======== Excerpt

# All dialects/MSA: To telephone, phone



## paieye

What is the best verb-construction for this ?  Is يتصل بالهاتف correct ?  Does it make a difference whether the verb is transitive or intransitive ?


----------



## screamerer

Hi,

*يهاتف:

هاتفت أخي البارحة*


----------



## economistegypt2010

I believe that the best verb-constructions is * اتصل هاتفياً*
Example: *اتصلتُ هاتفياً* بصديقي باي
Another example: *تلقيتُ اتصالاً هاتفياً *من محمد لتحديد موعد للمقابلة


----------



## ajamiyya عجمية

This has been mentioned a few times recently, but I don't remember seeing a definitive answer.

Do people actually use هاتف as a verb?  I cannot remember hearing people say هاتفه to mean "he telephoned him."  "His telephone", sure.  But, do people really use that as the verb for "to phone"?

I know Iraqis use خابر and the verb I was taught (and tend to use) is  إتصل بي, or, the Moroccan عيط ل/على.  I can't imagine that my exposure to this verb could be so low if it were in widespread use.  Are people just simplifying their lexicon for me or is this more of an idea for how to say "to phone" than a reality?

================

- **Exercise set**:
• 1. In the forum thread on Arabic verbs meaning "to telephone," which verb does the last poster say Iraqis use?
• 2. Continue the forum thread on Arabic verbs meaning "to telephone" from the point where it stops.

======== Data excerpts

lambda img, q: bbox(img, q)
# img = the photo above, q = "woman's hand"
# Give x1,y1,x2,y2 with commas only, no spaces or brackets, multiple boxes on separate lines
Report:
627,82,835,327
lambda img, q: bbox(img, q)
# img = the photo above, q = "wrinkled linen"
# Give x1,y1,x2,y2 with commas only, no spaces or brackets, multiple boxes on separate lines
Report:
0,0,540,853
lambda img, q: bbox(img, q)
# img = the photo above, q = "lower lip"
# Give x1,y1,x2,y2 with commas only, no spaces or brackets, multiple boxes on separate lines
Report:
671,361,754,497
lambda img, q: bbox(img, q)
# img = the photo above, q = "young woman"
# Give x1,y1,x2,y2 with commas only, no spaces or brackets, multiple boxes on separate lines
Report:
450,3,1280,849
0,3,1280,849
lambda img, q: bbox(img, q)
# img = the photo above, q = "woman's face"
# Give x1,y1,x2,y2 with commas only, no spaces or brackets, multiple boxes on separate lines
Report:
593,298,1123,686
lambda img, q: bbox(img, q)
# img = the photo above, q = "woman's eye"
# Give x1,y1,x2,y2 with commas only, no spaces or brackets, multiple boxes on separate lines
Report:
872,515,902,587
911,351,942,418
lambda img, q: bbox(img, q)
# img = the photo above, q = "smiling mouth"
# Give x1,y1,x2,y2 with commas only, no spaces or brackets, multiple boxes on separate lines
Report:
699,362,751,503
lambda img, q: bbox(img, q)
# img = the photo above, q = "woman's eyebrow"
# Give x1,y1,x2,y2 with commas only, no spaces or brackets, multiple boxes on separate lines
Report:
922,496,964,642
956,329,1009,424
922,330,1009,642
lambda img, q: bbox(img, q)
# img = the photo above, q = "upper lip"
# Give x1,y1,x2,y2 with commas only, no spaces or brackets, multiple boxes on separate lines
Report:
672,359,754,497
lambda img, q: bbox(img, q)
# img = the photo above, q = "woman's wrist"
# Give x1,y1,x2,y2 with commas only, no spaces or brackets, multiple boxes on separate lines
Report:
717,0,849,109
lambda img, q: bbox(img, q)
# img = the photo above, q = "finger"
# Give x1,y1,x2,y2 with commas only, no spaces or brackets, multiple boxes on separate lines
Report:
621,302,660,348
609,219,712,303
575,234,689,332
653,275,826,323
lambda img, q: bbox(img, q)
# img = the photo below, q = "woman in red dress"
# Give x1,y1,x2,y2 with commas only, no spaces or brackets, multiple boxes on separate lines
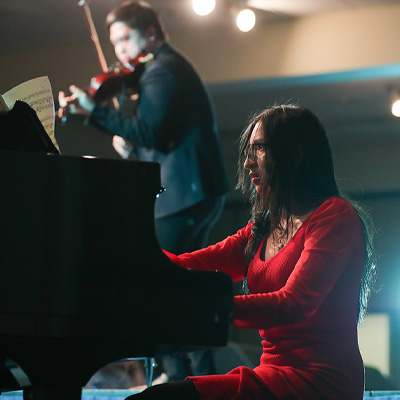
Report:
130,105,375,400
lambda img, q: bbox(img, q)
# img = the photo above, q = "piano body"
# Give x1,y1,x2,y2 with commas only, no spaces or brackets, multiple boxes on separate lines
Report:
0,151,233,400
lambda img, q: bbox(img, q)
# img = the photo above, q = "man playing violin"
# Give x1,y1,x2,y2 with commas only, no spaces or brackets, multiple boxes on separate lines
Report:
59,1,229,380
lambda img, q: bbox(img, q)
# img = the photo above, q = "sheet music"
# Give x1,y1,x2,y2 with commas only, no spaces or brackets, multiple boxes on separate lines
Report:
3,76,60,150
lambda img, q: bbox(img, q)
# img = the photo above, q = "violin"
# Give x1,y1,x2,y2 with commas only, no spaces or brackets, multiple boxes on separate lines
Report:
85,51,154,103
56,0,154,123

================
======== Data excerpts

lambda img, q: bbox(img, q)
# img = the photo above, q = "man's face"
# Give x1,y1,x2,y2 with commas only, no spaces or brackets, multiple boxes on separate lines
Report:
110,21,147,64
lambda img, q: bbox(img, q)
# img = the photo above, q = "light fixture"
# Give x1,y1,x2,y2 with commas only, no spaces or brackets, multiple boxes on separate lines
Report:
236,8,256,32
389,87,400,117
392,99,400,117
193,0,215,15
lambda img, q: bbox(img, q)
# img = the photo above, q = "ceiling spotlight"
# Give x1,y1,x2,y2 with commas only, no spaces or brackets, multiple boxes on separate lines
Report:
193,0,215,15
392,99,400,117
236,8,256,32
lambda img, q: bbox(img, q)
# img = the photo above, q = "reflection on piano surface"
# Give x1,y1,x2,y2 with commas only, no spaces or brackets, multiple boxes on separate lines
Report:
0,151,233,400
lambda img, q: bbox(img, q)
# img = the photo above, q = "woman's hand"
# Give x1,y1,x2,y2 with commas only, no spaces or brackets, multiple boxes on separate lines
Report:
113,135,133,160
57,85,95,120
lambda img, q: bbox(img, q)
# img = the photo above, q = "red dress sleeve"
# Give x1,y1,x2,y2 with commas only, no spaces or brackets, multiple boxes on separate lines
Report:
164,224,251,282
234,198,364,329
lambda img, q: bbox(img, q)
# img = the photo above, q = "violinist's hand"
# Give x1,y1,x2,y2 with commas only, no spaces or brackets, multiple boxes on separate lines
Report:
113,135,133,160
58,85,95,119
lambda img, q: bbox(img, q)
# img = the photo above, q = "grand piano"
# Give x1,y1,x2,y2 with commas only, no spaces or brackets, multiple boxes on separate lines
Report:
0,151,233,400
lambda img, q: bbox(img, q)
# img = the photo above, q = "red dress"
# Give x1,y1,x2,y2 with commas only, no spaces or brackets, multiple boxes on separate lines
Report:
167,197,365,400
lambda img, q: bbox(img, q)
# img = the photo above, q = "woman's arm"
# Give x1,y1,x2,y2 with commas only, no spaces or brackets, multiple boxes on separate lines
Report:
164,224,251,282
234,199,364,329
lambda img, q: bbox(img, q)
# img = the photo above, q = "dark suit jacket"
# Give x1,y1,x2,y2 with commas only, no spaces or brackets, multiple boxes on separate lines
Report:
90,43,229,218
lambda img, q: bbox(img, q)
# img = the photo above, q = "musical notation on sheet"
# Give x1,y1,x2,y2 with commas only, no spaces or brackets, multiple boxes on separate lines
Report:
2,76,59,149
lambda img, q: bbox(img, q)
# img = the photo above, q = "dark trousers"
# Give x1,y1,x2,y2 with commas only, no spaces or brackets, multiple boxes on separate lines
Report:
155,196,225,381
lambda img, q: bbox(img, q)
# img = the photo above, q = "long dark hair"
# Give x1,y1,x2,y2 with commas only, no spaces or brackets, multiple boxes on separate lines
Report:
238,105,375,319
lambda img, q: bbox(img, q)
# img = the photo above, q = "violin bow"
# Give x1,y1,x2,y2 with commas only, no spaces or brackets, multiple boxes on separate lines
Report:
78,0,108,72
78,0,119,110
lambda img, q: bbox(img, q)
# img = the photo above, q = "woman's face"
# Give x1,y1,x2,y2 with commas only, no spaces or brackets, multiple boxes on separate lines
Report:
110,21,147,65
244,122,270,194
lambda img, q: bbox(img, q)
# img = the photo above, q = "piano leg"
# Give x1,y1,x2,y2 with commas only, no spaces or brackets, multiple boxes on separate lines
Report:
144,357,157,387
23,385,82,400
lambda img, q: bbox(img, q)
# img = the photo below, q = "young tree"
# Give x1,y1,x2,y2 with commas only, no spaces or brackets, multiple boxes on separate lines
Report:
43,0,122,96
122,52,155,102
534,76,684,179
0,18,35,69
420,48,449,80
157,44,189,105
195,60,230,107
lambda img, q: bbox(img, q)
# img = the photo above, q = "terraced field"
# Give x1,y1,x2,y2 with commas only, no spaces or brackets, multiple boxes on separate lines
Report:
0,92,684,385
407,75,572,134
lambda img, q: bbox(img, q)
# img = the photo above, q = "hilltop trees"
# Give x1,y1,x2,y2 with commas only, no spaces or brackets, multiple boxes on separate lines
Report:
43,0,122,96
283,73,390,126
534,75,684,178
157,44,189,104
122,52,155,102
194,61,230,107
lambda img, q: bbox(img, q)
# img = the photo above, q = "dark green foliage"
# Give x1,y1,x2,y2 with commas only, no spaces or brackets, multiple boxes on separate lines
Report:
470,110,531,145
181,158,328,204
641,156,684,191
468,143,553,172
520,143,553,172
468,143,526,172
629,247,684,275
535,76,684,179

================
======== Data excerpts

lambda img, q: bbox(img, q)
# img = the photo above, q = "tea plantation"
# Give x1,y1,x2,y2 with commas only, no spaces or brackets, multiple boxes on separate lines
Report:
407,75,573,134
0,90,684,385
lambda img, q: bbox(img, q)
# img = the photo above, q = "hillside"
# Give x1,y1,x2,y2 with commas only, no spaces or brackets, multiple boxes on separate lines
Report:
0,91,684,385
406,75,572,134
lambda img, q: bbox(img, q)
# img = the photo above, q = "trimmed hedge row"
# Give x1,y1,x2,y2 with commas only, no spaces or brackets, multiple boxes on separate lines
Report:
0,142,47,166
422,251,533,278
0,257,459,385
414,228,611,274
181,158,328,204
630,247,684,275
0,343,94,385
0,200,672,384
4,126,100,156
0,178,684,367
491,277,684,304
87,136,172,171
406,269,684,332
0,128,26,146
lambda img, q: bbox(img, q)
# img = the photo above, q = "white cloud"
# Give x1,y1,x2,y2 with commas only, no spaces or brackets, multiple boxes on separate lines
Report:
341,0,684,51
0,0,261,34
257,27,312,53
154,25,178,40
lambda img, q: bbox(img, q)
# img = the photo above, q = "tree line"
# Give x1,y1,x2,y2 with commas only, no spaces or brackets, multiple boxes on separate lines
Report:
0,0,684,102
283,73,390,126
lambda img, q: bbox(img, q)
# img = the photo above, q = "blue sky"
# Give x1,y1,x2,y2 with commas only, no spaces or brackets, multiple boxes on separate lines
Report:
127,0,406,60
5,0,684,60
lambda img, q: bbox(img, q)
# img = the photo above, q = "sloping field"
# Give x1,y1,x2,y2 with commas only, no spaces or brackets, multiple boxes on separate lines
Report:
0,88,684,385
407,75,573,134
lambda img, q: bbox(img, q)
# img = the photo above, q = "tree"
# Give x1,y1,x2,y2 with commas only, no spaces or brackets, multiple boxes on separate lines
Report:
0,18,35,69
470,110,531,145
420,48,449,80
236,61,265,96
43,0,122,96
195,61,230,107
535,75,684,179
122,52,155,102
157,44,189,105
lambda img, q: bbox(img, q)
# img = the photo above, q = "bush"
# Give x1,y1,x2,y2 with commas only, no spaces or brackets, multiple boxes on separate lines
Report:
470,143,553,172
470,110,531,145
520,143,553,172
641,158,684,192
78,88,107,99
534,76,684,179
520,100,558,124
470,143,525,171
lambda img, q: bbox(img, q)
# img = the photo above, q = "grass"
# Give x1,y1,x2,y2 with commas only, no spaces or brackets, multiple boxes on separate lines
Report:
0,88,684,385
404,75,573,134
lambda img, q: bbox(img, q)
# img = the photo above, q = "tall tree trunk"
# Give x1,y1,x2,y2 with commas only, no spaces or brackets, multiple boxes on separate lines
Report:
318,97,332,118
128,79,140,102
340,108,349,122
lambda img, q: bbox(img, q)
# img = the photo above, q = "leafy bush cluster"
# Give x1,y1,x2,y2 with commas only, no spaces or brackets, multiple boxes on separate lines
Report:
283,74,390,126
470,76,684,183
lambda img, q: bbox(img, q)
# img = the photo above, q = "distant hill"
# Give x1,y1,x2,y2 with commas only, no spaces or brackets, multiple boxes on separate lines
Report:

================

- **Task answers**:
• 1. خابر

• 2.
Thank you.


----------



## Schem

I don't think it's used anywhere outside of MSA, no.


----------



## ajamiyya عجمية

Dear Schem, 

Many thanks for the quick response.


----------



## إسكندراني

MSA is used; so it's more than a mere suggestion  despite indeed not being used in any dialect.


----------



## Schem

Hi everyone,

The verbs يتصل, يزهم, يدق followed by the preposition على are all common to refer to calling someone in my dialect although يزهم and يدق may dominate. What verbs do you use in your dialect?

Thank you


----------



## tounsi51

Tunisia: كلم or اطلب


----------



## barkoosh

Lebanon: يتلفن لـ. Sometimes يتصل في


----------



## Finland

Algeria: عيّط لــ

By the way, I had never heard يزهم على. How is it pronounced? Yazham?

S


----------



## Hemza

Finland said:


> Algeria: عيّط لــ



Same for Morocco and "يتصل في" also exist in both countries (at least in Morocco) even if the previous one is more common.


As for Hijazi, I know "يدق" is used with this meaning (while in Moroccan it means to knock on the door or more violent and pronounced "يدقدق", to hit someone )


----------



## Schem

Finland, يَزهَم is pronounced exactly as you've guessed. 



barkoosh said:


> Lebanon: يتلفن لـ. Sometimes يتصل في



Doesn't Nicole Saba's ما بقى تدقلّي mean "don't call me anymore"? Or is the verb generally rare in Lebanon?


----------



## barkoosh

Schem said:


> Doesn't Nicole Saba's ما بقى تدقلّي mean "don't call me anymore"? Or is the verb generally rare in Lebanon?


You're right. يدقّ is also used in Lebanon.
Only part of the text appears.